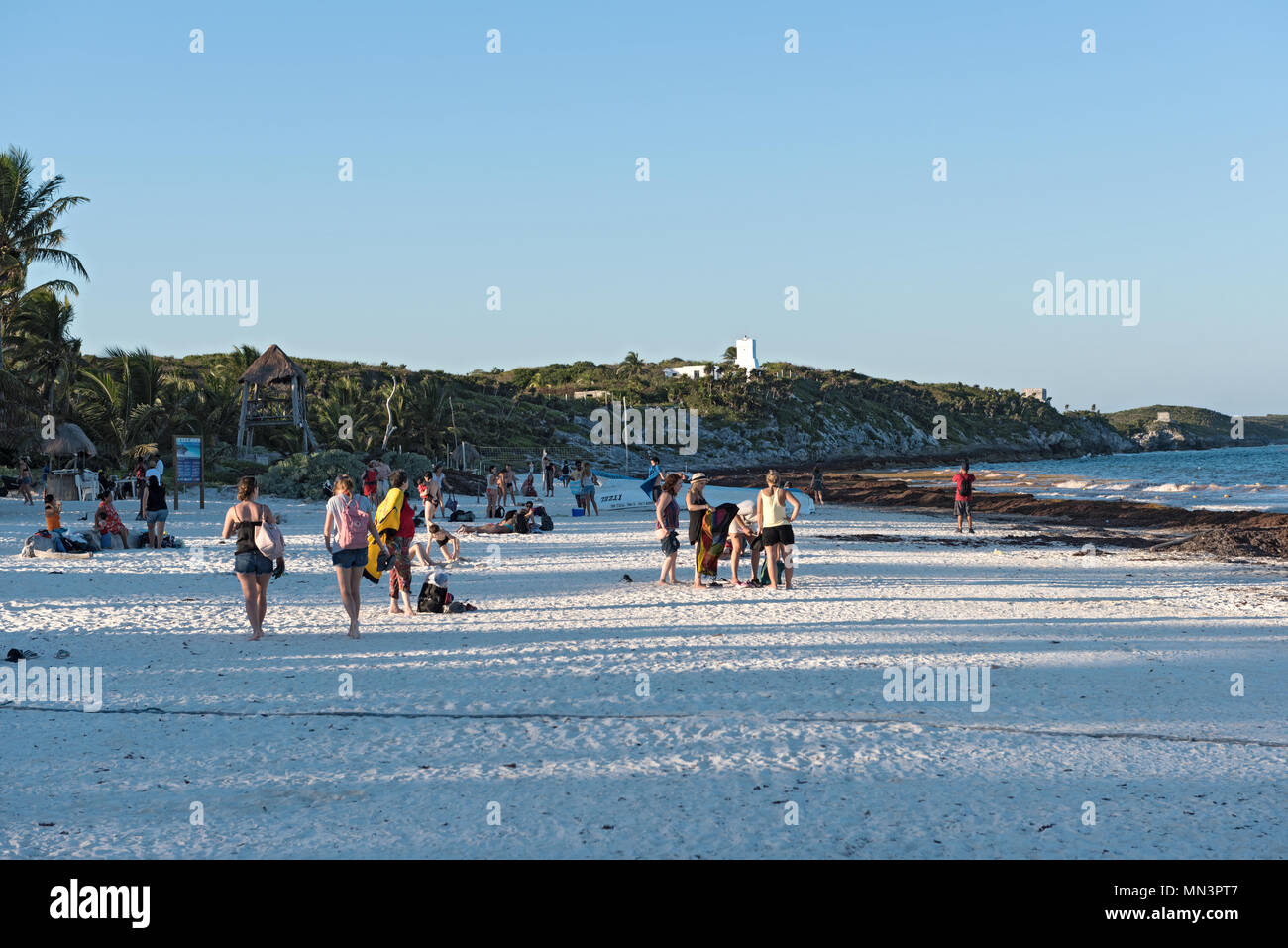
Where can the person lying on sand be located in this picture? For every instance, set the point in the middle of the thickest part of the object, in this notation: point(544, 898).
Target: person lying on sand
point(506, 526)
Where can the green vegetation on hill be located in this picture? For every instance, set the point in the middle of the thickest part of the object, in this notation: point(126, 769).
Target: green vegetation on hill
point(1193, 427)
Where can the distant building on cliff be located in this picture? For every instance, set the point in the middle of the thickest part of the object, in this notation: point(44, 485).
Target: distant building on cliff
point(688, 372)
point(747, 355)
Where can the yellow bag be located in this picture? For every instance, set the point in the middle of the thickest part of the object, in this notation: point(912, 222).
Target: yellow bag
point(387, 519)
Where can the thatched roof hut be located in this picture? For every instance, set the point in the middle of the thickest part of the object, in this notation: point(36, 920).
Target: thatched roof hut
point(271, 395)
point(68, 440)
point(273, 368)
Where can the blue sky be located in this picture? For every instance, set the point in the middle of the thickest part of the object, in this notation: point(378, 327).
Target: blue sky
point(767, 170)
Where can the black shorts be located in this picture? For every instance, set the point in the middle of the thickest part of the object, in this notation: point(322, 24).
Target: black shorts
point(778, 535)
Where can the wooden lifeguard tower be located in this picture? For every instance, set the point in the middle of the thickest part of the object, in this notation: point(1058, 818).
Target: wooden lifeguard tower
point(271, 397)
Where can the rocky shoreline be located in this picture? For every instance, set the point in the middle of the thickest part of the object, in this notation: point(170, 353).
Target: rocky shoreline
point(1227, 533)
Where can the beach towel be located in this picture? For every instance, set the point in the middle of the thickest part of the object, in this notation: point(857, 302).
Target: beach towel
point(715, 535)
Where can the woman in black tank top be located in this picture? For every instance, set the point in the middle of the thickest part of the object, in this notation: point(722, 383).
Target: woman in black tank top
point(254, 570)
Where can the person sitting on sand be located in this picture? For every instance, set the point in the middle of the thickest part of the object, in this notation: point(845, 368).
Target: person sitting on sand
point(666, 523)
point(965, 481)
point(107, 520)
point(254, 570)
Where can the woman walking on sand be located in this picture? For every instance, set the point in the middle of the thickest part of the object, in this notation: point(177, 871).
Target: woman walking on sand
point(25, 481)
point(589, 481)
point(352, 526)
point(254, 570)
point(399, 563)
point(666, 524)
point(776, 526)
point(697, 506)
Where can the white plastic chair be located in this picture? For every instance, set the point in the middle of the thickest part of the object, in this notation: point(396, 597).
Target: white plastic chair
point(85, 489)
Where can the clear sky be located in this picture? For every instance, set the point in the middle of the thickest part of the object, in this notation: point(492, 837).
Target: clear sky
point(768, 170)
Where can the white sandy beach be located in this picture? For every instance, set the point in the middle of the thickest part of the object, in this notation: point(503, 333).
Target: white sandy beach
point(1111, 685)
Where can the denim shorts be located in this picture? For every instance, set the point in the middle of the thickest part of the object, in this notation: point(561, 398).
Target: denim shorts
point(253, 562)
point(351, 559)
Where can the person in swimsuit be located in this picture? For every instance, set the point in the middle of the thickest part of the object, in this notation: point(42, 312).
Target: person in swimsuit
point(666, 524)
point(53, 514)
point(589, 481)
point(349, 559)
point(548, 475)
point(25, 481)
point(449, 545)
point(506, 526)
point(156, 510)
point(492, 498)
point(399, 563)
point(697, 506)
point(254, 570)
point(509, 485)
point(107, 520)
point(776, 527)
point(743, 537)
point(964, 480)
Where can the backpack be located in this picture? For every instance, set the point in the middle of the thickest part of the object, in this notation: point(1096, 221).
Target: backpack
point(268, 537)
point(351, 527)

════════════════

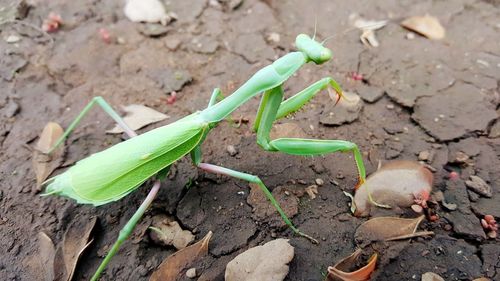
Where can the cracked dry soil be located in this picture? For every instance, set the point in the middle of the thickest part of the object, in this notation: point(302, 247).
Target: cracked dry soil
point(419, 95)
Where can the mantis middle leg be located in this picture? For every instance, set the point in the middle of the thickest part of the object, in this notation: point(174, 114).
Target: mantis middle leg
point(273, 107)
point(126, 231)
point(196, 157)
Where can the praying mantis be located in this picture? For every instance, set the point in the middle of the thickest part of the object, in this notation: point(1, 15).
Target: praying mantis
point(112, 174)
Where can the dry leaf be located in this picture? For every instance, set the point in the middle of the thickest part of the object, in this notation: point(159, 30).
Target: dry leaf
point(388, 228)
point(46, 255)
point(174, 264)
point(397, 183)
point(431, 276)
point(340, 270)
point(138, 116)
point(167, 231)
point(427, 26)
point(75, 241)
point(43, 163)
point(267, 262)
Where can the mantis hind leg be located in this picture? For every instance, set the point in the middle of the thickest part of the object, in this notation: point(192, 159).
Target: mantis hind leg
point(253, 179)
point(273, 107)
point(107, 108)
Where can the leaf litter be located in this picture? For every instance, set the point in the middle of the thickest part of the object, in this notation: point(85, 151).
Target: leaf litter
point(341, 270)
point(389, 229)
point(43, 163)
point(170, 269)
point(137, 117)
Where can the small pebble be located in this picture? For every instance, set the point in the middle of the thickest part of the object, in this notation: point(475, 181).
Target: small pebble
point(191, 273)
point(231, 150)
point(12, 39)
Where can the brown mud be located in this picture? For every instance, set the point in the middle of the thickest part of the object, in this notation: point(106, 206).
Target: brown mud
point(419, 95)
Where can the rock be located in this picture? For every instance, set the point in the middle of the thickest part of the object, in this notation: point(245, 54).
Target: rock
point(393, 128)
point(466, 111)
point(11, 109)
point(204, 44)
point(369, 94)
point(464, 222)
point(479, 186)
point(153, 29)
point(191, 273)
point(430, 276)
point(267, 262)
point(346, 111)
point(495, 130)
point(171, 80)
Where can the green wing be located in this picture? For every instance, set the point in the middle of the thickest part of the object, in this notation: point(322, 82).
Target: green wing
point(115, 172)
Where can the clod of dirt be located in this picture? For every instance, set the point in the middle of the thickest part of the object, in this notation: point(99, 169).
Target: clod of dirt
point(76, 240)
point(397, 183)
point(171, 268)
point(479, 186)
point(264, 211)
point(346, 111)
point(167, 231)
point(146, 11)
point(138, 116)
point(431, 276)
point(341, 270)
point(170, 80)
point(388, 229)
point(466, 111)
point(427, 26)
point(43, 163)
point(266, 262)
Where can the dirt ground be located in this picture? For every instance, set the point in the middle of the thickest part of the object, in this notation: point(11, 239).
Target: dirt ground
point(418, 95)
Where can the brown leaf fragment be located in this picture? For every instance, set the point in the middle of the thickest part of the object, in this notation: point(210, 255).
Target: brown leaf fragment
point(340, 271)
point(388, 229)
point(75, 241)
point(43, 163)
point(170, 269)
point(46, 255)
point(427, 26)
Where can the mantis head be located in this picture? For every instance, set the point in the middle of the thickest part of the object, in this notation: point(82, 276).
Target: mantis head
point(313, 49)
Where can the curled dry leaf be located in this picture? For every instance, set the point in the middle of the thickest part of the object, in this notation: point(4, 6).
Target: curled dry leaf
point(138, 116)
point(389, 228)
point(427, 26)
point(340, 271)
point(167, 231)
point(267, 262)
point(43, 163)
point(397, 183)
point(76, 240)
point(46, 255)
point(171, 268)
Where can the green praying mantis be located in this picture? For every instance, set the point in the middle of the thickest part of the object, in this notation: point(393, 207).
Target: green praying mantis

════════════════

Task directions -> I'd like the lines above from the one with "Target: green wing" up to and including the one with "Where can the clod" copied exactly, with no other lines.

Answer box ->
Target: green wing
point(115, 172)
Where can the clod of dirt be located in this picture? For every instance, set the point in the middle of the thickest part of the object, in this notation: point(99, 169).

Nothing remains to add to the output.